Collected data:
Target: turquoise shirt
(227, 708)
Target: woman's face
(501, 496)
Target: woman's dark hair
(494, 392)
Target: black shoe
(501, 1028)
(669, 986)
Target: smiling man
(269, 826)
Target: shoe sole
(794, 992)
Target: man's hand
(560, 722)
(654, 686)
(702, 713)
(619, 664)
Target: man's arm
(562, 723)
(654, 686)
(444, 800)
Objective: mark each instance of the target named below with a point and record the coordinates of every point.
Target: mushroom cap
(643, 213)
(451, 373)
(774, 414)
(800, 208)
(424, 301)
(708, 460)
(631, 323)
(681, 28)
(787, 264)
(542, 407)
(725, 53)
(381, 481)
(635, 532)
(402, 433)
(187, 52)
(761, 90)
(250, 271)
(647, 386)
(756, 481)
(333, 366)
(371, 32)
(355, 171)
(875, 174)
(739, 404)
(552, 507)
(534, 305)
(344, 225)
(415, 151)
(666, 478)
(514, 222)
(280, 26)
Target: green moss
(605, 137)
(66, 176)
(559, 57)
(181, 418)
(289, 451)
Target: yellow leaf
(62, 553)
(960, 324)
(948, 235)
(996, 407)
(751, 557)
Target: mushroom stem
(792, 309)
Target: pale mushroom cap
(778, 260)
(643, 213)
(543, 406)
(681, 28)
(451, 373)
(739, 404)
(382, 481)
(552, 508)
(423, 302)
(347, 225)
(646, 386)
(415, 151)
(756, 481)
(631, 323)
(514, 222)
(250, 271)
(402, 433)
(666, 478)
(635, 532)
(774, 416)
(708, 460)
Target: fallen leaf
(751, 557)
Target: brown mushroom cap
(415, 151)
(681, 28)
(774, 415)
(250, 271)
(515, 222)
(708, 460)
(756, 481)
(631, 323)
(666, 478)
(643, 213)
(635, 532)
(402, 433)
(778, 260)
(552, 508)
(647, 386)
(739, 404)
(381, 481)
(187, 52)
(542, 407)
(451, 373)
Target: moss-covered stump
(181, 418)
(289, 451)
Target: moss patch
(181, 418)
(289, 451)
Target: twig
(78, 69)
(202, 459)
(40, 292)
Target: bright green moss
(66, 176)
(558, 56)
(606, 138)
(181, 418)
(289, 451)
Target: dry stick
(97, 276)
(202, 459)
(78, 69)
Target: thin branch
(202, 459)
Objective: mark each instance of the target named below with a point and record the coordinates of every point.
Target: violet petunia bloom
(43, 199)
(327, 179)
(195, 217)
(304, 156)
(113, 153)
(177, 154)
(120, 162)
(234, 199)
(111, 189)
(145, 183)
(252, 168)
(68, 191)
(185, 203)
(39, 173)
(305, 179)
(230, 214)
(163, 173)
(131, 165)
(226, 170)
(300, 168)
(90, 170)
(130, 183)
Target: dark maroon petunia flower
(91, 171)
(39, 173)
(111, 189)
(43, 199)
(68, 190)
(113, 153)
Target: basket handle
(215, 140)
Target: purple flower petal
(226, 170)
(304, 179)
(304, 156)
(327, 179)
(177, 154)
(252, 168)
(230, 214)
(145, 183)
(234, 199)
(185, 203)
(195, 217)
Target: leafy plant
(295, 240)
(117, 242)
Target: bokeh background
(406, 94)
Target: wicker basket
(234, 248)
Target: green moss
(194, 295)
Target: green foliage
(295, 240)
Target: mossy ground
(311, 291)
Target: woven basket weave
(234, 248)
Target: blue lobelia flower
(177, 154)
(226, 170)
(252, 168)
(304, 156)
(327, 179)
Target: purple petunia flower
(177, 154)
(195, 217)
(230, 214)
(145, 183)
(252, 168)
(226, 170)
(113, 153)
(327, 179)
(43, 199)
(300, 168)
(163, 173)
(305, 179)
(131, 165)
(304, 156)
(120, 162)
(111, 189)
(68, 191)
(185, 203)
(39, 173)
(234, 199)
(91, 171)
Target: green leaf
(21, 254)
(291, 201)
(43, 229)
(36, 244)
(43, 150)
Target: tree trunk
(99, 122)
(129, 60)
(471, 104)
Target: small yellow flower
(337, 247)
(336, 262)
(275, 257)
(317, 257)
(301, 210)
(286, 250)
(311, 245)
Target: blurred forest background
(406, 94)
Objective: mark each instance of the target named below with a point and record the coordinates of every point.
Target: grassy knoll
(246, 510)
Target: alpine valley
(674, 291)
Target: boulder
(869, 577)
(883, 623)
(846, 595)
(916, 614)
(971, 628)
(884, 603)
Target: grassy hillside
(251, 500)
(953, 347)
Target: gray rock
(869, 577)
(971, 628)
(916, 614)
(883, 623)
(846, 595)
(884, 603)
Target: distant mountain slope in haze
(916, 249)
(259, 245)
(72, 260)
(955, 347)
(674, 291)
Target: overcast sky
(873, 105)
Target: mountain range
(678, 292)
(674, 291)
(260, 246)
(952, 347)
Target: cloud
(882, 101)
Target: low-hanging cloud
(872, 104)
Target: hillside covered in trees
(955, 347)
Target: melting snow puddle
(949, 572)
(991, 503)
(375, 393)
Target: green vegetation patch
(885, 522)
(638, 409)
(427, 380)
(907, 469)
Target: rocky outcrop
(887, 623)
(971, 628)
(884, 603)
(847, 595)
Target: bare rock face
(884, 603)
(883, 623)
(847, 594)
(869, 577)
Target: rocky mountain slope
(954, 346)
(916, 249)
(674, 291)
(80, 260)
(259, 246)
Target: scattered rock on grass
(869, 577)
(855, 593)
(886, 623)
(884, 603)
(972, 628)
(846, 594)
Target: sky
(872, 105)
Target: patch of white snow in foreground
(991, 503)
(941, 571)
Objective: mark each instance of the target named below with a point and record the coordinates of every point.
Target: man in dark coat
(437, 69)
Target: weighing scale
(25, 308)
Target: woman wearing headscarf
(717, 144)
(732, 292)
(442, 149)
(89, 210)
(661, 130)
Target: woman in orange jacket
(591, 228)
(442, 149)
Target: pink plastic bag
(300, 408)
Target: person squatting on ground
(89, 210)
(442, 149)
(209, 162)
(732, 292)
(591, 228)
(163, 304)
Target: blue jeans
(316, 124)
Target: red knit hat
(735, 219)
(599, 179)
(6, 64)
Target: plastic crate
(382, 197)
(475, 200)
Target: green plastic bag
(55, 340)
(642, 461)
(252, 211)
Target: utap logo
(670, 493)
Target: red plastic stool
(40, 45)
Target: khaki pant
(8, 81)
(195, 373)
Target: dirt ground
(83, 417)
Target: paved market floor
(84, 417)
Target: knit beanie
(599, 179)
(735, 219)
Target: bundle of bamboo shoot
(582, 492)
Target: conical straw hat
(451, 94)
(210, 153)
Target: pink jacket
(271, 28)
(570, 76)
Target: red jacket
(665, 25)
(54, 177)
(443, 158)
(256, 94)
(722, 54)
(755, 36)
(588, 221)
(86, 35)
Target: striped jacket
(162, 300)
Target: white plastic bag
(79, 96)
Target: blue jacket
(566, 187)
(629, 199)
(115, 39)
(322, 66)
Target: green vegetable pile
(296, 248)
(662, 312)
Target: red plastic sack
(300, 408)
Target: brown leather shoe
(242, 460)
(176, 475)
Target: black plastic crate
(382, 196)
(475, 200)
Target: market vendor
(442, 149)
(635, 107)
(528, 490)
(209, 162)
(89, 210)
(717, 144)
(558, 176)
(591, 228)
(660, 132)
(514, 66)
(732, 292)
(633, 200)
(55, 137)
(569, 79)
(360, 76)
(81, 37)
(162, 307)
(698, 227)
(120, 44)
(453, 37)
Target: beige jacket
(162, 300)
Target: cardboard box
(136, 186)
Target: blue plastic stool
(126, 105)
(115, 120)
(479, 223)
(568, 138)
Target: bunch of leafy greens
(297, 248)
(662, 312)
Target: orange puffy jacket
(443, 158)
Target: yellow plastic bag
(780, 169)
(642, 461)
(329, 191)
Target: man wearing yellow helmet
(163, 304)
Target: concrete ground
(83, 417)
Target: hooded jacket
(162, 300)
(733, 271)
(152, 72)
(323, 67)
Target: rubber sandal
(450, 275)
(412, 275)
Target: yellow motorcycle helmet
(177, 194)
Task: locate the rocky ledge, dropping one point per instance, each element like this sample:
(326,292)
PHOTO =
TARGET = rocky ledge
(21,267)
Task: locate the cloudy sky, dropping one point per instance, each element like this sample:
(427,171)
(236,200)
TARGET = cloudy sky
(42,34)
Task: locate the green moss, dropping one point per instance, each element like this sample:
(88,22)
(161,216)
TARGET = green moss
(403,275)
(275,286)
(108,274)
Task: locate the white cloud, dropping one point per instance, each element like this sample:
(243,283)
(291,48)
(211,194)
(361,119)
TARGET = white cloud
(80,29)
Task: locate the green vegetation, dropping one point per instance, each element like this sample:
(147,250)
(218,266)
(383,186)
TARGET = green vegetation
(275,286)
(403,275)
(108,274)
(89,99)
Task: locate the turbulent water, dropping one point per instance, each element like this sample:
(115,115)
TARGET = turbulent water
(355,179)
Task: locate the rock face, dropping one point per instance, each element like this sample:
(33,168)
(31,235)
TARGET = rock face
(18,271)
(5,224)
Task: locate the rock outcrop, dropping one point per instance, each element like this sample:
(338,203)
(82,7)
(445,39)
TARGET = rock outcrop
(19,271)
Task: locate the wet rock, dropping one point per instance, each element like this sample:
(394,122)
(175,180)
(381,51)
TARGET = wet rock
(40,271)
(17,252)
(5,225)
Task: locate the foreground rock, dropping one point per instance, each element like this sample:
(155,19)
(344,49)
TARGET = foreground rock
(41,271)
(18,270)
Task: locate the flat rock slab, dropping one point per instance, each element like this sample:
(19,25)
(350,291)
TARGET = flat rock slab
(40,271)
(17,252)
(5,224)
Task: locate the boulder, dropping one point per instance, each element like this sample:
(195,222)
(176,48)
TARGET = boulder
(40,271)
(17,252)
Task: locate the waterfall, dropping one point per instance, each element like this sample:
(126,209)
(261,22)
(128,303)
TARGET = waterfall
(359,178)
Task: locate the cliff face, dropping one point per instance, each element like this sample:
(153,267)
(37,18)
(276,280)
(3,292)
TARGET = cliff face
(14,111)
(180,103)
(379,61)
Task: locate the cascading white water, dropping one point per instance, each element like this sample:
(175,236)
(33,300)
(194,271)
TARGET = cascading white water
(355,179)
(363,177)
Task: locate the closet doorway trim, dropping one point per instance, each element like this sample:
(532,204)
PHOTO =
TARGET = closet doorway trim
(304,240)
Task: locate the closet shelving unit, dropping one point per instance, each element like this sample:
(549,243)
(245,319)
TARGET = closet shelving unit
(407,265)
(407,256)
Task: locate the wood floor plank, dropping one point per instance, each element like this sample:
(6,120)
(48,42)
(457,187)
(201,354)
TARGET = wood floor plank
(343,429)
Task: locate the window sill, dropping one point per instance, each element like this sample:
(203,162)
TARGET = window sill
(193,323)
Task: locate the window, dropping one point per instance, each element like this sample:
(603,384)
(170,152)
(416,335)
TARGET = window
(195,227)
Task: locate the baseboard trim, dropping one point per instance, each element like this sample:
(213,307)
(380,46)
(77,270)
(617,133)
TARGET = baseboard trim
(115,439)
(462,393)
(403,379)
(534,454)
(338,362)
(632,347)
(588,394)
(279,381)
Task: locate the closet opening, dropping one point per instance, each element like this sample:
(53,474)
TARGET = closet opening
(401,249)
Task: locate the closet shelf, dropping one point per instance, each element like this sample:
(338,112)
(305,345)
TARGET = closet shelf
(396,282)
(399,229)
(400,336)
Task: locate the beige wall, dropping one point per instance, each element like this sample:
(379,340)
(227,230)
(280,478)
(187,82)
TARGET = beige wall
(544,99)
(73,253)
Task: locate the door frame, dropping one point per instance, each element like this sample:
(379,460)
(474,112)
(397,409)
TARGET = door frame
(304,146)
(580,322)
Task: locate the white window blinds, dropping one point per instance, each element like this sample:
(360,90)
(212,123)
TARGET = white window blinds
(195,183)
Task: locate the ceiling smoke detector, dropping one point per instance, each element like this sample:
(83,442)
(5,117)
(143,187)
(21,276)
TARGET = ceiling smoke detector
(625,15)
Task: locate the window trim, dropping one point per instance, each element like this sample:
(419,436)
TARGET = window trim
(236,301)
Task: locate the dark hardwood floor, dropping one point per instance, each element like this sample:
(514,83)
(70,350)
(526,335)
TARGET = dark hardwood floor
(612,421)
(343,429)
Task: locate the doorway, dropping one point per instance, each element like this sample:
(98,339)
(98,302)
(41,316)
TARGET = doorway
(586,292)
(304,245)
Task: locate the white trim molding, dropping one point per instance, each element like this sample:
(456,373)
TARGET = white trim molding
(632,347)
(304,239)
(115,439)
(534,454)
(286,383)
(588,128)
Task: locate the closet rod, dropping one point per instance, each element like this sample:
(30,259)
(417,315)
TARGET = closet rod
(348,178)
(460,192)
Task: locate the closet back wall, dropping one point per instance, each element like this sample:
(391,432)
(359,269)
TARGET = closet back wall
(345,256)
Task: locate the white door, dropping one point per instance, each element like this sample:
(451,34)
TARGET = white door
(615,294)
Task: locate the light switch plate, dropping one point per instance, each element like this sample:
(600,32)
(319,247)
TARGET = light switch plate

* _WORK ORDER_
Find every line above where the word "switch" occurs, and copy that line.

* _YOUR RESPONSE_
Task: locate the light switch plate, dropping one point per instance, each element like this sample:
TARGET = light switch plate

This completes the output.